### To do
In the entries, rewrite everything from the line containing "Practice. Spot the brick" down to the end of the entries, substituting "stone house wall" for "brick house wall" and leaving all else unchanged.

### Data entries
########

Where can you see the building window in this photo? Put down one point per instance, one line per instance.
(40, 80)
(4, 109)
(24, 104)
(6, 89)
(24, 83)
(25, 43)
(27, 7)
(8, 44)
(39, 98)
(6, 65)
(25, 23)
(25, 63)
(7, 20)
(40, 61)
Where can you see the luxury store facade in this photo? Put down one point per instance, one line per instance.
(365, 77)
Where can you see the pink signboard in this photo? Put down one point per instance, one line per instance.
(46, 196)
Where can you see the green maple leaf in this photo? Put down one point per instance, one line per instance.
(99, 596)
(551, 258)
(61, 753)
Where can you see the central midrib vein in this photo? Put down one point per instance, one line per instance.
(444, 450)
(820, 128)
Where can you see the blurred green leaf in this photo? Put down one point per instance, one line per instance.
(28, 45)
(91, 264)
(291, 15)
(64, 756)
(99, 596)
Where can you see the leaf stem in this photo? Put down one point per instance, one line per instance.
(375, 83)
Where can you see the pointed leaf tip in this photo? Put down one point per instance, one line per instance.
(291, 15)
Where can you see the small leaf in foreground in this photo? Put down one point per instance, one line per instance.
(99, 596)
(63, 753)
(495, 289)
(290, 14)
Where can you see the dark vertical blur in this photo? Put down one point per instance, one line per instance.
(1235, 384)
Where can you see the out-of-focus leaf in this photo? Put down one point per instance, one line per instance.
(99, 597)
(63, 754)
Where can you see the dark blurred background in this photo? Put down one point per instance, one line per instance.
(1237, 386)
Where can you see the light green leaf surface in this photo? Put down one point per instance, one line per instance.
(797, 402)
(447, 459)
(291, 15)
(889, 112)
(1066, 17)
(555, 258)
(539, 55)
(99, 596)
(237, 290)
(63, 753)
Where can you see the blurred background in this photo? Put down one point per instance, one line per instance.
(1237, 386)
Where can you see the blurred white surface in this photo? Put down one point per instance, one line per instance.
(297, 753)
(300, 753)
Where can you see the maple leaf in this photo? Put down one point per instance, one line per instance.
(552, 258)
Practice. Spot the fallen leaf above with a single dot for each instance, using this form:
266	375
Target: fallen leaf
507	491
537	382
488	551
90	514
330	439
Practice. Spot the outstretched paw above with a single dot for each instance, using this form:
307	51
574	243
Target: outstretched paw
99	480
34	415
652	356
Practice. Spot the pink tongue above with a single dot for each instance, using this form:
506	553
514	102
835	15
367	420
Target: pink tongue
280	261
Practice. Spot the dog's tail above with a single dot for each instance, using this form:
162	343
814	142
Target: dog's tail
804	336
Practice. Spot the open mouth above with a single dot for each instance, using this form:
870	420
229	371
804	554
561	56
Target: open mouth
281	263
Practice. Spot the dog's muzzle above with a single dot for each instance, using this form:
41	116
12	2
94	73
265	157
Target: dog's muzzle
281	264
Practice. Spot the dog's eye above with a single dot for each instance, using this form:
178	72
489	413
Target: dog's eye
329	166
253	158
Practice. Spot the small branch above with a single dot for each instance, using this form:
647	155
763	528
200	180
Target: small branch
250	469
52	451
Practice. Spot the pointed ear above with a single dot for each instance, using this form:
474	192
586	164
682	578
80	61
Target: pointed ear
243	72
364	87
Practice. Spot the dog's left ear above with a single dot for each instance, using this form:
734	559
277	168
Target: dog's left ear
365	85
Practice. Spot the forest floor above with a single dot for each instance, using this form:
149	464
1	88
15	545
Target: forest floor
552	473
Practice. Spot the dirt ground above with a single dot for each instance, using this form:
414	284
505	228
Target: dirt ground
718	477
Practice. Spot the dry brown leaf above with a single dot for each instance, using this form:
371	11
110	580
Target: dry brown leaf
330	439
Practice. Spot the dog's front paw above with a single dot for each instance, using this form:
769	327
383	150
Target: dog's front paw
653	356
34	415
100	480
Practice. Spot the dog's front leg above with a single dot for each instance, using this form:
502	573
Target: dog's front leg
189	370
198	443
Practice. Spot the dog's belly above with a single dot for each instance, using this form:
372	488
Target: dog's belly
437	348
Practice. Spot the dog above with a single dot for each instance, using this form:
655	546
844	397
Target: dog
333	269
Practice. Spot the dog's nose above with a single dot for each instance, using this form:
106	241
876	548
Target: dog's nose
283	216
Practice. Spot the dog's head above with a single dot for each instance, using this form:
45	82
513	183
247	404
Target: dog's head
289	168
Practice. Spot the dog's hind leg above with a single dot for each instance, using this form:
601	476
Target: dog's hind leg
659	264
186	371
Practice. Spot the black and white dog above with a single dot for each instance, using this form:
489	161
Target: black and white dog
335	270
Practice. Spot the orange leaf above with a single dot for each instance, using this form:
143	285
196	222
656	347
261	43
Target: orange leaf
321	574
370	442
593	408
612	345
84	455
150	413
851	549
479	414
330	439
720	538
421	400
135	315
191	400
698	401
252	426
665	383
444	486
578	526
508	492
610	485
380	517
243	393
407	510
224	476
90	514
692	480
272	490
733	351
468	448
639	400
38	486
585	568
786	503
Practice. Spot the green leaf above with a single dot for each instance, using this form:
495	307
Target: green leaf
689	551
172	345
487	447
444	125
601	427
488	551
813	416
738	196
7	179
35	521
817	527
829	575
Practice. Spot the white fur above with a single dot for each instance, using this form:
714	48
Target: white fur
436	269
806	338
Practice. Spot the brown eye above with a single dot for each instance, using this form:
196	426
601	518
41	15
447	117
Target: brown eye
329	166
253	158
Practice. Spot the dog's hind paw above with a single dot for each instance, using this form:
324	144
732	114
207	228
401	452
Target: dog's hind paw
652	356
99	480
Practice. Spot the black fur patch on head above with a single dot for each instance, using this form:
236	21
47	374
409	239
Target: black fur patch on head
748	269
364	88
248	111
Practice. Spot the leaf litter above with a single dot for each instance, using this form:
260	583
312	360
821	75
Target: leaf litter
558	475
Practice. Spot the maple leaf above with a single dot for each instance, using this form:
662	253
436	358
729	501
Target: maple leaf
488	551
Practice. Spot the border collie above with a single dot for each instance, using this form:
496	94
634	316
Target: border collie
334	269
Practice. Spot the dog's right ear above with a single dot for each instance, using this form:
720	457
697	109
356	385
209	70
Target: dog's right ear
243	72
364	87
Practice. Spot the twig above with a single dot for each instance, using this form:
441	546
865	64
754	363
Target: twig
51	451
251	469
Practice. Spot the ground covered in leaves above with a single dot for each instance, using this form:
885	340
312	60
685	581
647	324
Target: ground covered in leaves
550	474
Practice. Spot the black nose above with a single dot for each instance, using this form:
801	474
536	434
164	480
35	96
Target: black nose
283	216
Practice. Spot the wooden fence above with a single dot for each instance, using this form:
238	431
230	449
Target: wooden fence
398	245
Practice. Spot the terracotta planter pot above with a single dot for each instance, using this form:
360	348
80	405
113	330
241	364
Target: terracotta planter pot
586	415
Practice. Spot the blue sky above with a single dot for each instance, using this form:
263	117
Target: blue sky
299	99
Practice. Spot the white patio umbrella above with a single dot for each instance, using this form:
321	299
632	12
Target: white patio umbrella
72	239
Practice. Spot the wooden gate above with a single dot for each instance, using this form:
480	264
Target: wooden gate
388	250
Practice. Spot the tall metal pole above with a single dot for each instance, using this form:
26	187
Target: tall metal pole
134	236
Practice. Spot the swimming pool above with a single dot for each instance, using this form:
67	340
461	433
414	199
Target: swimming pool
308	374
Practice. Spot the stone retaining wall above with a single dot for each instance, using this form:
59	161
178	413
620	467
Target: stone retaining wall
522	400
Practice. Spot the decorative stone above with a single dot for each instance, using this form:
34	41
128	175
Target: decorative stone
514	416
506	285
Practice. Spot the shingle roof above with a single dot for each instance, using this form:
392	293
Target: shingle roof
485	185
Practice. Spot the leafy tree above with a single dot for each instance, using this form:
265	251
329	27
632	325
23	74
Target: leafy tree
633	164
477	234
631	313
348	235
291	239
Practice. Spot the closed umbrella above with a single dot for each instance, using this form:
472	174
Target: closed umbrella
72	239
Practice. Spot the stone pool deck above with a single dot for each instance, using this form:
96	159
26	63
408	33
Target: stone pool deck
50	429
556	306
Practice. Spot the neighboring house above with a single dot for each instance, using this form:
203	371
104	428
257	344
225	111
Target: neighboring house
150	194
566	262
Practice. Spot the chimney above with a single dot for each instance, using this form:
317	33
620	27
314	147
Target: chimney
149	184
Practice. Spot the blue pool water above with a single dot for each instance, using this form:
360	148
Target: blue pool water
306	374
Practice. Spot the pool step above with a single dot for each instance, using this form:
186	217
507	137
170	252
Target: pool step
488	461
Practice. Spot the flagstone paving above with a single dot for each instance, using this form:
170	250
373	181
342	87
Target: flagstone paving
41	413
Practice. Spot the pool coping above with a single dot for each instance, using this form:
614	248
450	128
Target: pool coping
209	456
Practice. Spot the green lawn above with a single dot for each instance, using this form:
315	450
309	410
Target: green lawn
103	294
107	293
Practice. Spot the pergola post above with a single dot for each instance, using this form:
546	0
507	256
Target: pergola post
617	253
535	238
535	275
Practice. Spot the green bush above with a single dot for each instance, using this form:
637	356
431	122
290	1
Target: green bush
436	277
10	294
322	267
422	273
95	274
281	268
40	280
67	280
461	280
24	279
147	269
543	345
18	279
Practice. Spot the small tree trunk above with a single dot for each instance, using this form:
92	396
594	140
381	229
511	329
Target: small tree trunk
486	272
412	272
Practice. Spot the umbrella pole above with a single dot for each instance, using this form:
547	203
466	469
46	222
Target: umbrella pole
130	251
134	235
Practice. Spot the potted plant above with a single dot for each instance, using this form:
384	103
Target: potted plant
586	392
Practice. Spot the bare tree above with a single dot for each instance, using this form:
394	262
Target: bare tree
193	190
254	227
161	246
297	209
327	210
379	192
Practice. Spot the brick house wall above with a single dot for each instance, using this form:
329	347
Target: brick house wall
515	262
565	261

########

### Response to this exercise
Practice. Spot the stone house wall above with a single dot for each instance, using this form:
329	347
Target: stone house wall
515	262
565	261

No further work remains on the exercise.